(Dataset rows on where objects are located)
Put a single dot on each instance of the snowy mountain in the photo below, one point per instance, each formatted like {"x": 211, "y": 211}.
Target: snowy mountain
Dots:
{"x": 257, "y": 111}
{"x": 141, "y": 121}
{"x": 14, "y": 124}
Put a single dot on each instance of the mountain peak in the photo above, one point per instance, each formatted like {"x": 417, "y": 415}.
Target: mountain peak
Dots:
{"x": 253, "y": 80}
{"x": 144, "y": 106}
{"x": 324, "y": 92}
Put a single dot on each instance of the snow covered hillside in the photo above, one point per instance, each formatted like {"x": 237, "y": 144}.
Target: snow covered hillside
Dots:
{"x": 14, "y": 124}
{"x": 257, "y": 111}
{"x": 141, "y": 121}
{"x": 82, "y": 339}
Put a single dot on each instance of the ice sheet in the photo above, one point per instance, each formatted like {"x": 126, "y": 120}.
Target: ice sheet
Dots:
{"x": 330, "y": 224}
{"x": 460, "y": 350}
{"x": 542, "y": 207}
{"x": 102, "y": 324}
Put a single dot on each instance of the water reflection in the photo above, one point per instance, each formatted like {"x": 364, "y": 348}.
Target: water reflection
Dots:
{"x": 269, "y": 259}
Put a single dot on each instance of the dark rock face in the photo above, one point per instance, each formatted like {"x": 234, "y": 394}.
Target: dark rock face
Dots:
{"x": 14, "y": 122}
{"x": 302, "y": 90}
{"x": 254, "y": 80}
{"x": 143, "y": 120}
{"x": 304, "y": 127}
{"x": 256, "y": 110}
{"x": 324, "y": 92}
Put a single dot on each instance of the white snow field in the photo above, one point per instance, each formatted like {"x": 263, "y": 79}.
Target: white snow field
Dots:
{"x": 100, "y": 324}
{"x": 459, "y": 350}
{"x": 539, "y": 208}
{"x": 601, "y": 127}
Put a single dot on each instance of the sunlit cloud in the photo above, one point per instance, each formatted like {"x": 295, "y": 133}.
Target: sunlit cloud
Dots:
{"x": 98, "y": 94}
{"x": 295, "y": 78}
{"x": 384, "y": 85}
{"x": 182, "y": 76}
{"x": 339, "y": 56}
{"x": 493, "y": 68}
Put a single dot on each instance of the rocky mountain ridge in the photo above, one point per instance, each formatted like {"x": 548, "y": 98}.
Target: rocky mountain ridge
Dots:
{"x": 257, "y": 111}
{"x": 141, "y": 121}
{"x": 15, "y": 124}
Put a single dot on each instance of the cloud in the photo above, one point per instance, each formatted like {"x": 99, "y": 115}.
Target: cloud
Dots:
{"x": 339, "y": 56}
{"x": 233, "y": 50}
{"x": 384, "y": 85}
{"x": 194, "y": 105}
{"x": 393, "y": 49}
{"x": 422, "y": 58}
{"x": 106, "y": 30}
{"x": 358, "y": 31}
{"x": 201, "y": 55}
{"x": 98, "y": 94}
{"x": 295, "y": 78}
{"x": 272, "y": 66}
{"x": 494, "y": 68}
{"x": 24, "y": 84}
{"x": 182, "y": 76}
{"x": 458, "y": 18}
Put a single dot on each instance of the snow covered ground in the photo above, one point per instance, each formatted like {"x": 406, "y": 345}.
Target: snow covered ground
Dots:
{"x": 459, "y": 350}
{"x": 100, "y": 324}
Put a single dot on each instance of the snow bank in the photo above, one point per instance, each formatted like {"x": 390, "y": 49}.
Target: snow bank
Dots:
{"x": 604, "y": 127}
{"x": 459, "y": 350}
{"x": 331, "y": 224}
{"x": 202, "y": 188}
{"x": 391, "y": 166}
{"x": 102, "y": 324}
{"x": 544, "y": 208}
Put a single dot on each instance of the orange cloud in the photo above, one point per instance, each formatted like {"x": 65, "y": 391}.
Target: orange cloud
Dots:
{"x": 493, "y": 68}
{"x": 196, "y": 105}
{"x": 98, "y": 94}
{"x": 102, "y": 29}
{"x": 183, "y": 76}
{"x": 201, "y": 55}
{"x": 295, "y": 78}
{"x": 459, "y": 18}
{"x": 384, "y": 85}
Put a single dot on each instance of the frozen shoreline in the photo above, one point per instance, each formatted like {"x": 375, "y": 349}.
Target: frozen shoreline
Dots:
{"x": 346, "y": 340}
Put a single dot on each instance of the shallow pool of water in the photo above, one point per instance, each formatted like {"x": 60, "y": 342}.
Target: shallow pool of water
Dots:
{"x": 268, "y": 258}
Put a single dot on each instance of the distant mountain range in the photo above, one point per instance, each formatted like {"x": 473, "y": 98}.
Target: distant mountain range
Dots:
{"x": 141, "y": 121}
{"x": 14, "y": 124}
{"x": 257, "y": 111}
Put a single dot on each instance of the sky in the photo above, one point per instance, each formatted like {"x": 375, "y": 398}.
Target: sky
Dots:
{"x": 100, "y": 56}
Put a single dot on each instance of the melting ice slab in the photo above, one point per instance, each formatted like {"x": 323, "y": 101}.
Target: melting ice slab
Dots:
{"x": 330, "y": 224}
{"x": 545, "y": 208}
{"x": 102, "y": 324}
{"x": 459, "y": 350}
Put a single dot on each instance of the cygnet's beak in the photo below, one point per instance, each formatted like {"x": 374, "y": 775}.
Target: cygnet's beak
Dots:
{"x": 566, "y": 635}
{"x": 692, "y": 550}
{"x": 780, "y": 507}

#### THE EXERCISE
Please add 16 to every x and y coordinate in the dots and write out again the records from the line with "Put a single dot on each instance of the snow bank" through the last record, inclusive. Leave the requests, including their format samples, unchanged.

#### FINAL RESULT
Put a single dot on each instance of the snow bank in the photo above, one point per instance, each formatted like {"x": 390, "y": 49}.
Target: snow bank
Dots:
{"x": 620, "y": 143}
{"x": 475, "y": 366}
{"x": 347, "y": 240}
{"x": 218, "y": 204}
{"x": 407, "y": 182}
{"x": 118, "y": 340}
{"x": 560, "y": 224}
Put a single dot on each instance of the orange cloud in the photo above, one point per instance, each formatted like {"x": 65, "y": 391}.
Target: orange cloud
Dots:
{"x": 509, "y": 84}
{"x": 212, "y": 121}
{"x": 114, "y": 110}
{"x": 118, "y": 45}
{"x": 199, "y": 92}
{"x": 217, "y": 71}
{"x": 311, "y": 94}
{"x": 475, "y": 34}
{"x": 400, "y": 101}
Put a single dot on each instance of the frozen shoreline in the photo above, one point per instance, each formatted like {"x": 375, "y": 349}.
Target: frozen shoreline
Dots:
{"x": 362, "y": 356}
Put a single dot on each instance of the shallow pool of water in the photo above, one point per instance, each formatted like {"x": 60, "y": 342}.
Target: shallow pool of water
Dots:
{"x": 284, "y": 274}
Put a single dot on each instance of the distant mountain range in the photo above, one point per instance, each formatted like {"x": 473, "y": 98}.
Target: distant mountain range
Dots:
{"x": 157, "y": 137}
{"x": 30, "y": 140}
{"x": 273, "y": 127}
Put a single dot on each instance of the sky in the photo above, one point per instance, each formatted like {"x": 375, "y": 398}.
Target: sky
Dots:
{"x": 116, "y": 72}
Put a single dot on each instance of the melting ice slab in the photo above, one point per instance, each formatted like {"x": 323, "y": 101}.
Target: melting ice slab
Dots:
{"x": 346, "y": 240}
{"x": 561, "y": 224}
{"x": 118, "y": 340}
{"x": 475, "y": 366}
Put a single dot on each instance of the cygnet's beak in the photo below, one point per instance, each formatted like {"x": 374, "y": 775}.
Target: cygnet's beak
Dots:
{"x": 582, "y": 651}
{"x": 708, "y": 566}
{"x": 796, "y": 523}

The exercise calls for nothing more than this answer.